» Set problem: Please reproduce, word for word, the part of the listing that opens with the line containing "For every instance of the green grass, the" and runs through the listing's final line, including both ends.
_ _ _ _ _ _ _
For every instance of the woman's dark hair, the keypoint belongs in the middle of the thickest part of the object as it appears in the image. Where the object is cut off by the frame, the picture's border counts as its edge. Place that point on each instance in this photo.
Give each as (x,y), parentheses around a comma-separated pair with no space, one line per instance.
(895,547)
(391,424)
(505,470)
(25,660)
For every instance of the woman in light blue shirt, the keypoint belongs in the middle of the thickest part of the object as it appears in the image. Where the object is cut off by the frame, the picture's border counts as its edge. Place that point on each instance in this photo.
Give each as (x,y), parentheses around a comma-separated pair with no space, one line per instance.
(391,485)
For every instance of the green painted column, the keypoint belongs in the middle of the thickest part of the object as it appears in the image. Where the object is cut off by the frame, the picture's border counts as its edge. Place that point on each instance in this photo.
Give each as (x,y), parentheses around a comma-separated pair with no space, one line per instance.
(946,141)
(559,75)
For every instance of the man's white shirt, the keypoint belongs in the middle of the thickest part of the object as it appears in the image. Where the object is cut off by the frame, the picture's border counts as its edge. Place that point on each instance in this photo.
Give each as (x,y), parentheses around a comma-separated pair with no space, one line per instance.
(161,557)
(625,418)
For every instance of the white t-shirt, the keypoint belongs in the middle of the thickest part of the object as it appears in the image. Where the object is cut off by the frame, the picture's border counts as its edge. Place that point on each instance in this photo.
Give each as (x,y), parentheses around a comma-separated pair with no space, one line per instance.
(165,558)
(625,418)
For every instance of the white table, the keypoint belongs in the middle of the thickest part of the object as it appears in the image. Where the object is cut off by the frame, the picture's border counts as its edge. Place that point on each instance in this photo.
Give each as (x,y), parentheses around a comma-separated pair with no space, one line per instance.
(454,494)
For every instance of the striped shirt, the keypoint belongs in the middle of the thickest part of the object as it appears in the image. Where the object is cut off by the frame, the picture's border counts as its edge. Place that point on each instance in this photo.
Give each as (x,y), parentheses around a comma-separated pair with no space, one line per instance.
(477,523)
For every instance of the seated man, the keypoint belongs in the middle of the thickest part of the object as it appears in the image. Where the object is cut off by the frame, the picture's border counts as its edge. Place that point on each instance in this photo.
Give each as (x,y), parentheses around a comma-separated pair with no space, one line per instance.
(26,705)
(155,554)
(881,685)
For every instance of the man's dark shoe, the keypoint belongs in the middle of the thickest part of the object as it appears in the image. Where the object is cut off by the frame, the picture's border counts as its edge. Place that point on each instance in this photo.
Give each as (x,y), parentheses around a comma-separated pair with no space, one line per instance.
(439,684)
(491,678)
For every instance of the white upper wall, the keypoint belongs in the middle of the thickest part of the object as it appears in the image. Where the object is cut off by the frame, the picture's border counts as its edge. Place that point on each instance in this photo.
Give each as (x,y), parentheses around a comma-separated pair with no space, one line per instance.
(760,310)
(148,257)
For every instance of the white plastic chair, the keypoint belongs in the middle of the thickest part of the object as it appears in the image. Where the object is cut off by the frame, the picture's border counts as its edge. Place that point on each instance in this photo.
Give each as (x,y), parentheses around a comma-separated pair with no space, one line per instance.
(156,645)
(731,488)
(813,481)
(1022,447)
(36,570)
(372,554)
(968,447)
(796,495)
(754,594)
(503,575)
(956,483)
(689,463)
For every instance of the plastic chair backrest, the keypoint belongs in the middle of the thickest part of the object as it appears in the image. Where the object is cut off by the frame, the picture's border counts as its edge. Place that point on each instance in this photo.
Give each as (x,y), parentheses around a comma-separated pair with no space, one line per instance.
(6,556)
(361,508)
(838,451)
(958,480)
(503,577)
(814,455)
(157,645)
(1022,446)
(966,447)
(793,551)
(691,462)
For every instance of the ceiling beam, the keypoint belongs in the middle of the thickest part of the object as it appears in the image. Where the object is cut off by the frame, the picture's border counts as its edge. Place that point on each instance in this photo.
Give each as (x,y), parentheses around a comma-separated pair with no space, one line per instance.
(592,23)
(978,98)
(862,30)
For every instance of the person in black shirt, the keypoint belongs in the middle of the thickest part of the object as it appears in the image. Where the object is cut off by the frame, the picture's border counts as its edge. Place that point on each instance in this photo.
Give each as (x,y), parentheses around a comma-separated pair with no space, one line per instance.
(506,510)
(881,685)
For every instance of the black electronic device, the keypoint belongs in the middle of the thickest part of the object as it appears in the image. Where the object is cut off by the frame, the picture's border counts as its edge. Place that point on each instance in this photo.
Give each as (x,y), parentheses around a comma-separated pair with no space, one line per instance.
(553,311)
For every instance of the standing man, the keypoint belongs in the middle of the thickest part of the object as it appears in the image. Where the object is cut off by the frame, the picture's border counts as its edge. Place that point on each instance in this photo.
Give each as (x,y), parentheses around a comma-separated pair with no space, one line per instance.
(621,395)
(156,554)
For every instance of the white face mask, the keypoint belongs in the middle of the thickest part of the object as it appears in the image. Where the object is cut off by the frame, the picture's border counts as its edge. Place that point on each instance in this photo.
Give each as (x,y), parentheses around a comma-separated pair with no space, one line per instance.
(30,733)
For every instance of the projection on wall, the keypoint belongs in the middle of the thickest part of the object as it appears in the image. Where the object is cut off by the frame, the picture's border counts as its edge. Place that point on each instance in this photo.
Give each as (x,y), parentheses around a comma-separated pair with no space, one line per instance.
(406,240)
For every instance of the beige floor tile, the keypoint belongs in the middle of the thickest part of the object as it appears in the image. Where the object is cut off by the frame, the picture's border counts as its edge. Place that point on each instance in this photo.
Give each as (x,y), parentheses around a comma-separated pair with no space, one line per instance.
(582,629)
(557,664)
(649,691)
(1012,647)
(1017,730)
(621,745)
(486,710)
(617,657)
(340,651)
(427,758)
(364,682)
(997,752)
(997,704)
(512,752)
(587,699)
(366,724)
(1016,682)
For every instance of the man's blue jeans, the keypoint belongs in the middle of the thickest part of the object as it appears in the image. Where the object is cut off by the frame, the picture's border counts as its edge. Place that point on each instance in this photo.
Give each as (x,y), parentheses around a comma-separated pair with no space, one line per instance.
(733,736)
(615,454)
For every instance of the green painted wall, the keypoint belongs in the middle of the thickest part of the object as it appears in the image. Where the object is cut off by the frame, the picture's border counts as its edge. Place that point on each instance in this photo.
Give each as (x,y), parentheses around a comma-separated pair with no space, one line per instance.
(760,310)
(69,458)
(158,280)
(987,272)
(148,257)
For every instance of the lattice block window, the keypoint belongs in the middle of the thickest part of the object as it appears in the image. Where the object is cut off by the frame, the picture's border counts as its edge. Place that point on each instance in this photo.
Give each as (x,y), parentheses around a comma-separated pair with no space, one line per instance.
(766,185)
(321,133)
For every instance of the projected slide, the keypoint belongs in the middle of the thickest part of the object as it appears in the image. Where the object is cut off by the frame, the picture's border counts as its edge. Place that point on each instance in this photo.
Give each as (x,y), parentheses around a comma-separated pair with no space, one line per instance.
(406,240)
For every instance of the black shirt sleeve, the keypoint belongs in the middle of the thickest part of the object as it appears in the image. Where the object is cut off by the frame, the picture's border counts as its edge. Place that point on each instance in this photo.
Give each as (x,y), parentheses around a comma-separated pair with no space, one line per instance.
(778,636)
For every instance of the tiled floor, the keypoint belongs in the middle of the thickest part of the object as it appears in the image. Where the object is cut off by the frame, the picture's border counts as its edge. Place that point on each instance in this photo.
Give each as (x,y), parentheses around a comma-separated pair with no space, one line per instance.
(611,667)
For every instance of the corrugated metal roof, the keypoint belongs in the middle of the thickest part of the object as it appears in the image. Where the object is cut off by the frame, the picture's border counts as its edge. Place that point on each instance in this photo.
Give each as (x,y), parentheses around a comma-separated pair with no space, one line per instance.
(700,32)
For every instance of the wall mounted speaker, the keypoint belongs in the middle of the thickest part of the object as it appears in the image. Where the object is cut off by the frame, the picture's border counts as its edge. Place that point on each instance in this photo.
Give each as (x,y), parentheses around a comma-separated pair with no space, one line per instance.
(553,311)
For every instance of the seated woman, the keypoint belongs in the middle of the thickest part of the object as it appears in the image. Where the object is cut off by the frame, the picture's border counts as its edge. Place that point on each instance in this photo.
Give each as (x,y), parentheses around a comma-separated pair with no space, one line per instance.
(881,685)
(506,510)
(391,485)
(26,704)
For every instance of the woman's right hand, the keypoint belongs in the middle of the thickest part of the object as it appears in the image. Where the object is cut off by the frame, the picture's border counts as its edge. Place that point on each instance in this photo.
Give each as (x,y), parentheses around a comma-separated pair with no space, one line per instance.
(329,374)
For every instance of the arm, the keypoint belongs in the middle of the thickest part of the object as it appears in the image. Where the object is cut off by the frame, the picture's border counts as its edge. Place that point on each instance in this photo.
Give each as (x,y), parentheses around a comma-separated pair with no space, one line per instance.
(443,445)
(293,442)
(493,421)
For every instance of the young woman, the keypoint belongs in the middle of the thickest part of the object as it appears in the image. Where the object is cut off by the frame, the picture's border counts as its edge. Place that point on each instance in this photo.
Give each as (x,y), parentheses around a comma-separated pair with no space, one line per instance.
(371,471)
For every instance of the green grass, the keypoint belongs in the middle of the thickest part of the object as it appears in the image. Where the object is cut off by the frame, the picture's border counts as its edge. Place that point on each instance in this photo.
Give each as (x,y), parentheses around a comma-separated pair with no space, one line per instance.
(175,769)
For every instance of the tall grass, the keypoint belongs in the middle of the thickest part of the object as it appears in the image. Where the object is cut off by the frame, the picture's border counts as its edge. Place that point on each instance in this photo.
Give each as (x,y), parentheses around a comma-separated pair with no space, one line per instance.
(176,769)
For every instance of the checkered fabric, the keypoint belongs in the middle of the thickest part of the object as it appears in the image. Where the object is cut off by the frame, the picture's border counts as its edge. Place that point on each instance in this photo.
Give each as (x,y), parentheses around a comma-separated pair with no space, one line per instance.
_ _ _ _ _ _ _
» Answer for this exercise:
For every instance of the green grass, the keypoint belongs in the middle of the thickest part of the object as it appears in the image. Where the object is cut off by the frame, the picture's border counts as its edge. Place that point on each instance in this photo.
Give each as (x,y), parentheses around a comma-separated pair with no space, one line per instance.
(175,769)
For every instance of the tall grass, the keypoint belongs in the middle of the thickest part of the object as it appears in the image. Where the object is cut off by the frame, the picture's border counts as its edge. Place that point on each instance in this photo.
Give each as (x,y), parentheses around a comma-separated pair with no space, one line per instance.
(176,769)
For every instance of the checkered fabric, the keypoint belongs in the middle of the thickest part of the object as it appears in the image. Where the object is cut off by the frame, the picture's border counts as its edge. Place that point on each instance in this photo.
Give each as (x,y), parentheses around a comma-separated pair with no space, one line per instance.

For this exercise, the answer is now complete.